══ RECORDS FOR THIS EXERCISE ══
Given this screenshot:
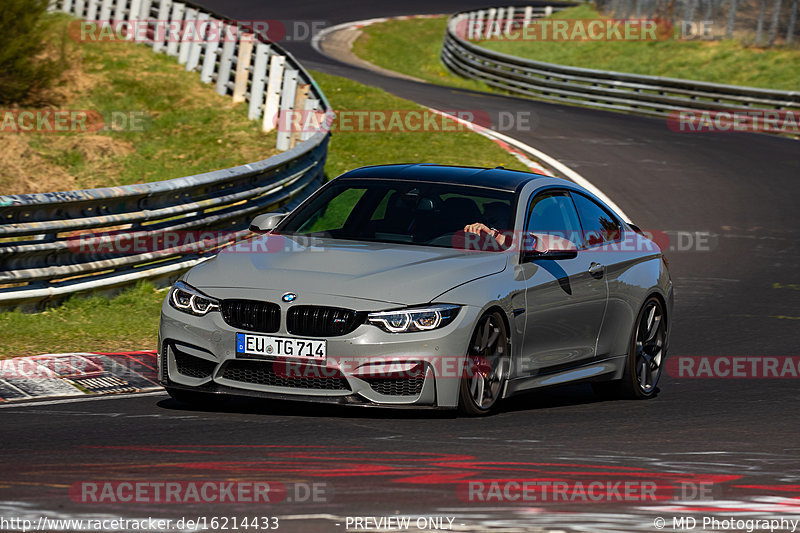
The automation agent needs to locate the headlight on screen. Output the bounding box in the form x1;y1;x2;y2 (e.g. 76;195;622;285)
367;304;460;333
169;281;219;316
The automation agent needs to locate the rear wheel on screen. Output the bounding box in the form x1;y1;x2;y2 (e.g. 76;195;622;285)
458;311;510;416
593;296;667;399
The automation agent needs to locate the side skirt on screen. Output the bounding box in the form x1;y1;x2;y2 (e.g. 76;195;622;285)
503;355;627;398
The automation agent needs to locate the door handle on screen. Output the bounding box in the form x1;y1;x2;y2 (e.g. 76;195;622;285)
589;263;605;279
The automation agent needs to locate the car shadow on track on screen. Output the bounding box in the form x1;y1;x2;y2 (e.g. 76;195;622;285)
157;384;636;420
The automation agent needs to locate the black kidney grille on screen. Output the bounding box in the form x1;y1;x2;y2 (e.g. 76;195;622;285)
286;305;364;337
222;361;350;390
172;349;217;378
221;300;281;333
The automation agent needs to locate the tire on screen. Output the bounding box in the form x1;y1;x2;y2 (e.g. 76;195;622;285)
166;387;223;408
592;296;667;400
458;311;510;416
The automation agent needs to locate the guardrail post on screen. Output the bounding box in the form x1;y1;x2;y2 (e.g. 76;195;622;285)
472;9;486;40
466;11;478;41
767;0;782;46
216;24;239;96
153;0;172;52
125;0;142;41
186;13;208;70
503;7;516;36
99;0;114;21
233;33;255;104
276;69;298;152
200;19;220;83
725;0;737;39
484;7;497;39
139;0;153;19
86;0;99;20
756;0;767;46
167;2;186;57
493;7;506;37
300;98;321;141
261;54;286;133
522;6;533;26
247;43;270;120
178;7;197;65
289;83;311;148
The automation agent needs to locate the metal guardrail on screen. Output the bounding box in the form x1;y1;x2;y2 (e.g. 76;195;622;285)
441;7;800;116
0;0;331;309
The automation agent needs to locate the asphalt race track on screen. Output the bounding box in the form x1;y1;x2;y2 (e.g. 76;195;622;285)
0;0;800;532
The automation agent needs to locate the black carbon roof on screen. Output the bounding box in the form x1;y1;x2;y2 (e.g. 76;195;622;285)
339;163;549;191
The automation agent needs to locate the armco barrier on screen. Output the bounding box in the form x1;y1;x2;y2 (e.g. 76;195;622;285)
442;7;800;116
0;0;331;309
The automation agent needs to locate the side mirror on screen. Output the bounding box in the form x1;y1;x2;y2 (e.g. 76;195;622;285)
522;234;578;263
250;213;288;233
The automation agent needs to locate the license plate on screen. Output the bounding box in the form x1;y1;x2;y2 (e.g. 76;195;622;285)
236;333;328;363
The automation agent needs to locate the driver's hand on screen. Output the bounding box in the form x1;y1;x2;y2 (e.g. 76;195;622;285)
464;222;494;235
═══
▶ SHORT TASK: Edit all of the data above so that "automation agent" becomes "navigation agent" and every other word stays as it is. Leave the pictures out of the result.

▶ ANSWER FOR THIS EXERCISE:
Given this screenshot:
The navigation agent needs to locate the headlight on screen. Output the bounding box in the form x1;y1;x2;y2 (e.g. 76;195;622;285)
367;304;460;333
169;281;219;316
The navigation agent needs to locate the rear wheel on screen. Output the bounding box in the form x1;y1;x2;y2 (e.g. 76;195;622;285)
458;311;510;416
593;296;667;399
The navigation agent needs to locate the side skirt on screen. Output the bounding box in the form x1;y1;x2;y2 (e.g. 76;195;622;285)
503;355;627;398
The navigation agent needs to locate the door handle on screen. Output the bounding box in the form x1;y1;x2;y2 (e.g. 76;195;622;285)
589;263;605;279
The navigation agent needs to locate the car shadow on track on screen. Output the bounding box in the form x1;y1;x2;y2 (e.g. 76;195;622;285)
157;384;636;420
The navigation agent needs to locate the black kidney grille on screen. Output the bounding box in the form x1;y1;x2;y2 (e.g. 76;195;622;285)
286;305;364;337
222;361;350;390
172;349;217;378
221;300;281;333
The navigation agent needs to locate the tire on screen. Output the bounding box in the form x1;y1;x2;y2 (e.g. 76;195;622;285)
166;387;223;408
592;296;667;400
458;311;510;416
The navigation agent needs to locate the guardrail post on screen. Output the bounding box in the form x1;y1;x2;y2 (e.g. 76;195;622;285)
472;9;486;40
466;11;478;41
767;0;782;46
216;24;239;96
153;0;172;52
125;0;142;41
186;13;208;70
503;7;516;36
99;0;114;21
233;33;255;104
276;69;298;152
200;19;220;83
725;0;737;39
484;7;497;39
139;0;153;19
86;0;99;20
756;0;767;46
167;2;186;57
493;7;506;37
300;98;321;141
261;54;286;133
522;6;533;26
247;43;270;120
178;7;197;65
289;83;311;148
The navigation agent needs to locate the metal guardrail on screen. Output the bounding box in the form x1;y1;x2;y2 (e.g. 76;195;622;285)
441;7;800;116
0;0;331;309
The navigation agent needs to locate the asphalt race track on screen. Output the bounding box in the form x1;y1;x2;y2 (e.g. 76;195;622;285)
0;0;800;532
The navigation agent needs to locate the black carbon roof on screen. Output the bounding box in the form x1;y1;x2;y2 (e.g. 76;195;622;285)
339;163;549;191
The navigation agent needs to locate the armco barrier on screen. Output the bounding box in the form x1;y1;x2;y2 (e.g. 76;195;622;285)
442;7;800;116
0;0;331;309
The navigation agent needs to locate the side mirror on screen. Output the bounding box in the form x1;y1;x2;y2 (e.g. 76;195;622;285)
522;234;578;263
250;213;288;233
The navigation agent needs to locate the license plate on screen. Output the bounding box in the form x1;y1;x2;y2 (e.g. 76;195;622;285)
236;333;328;363
The navigation agent needs to locate the driver's hand on screen. Output the bounding box in the form x1;y1;x2;y2 (e.g. 76;195;622;285)
464;222;494;235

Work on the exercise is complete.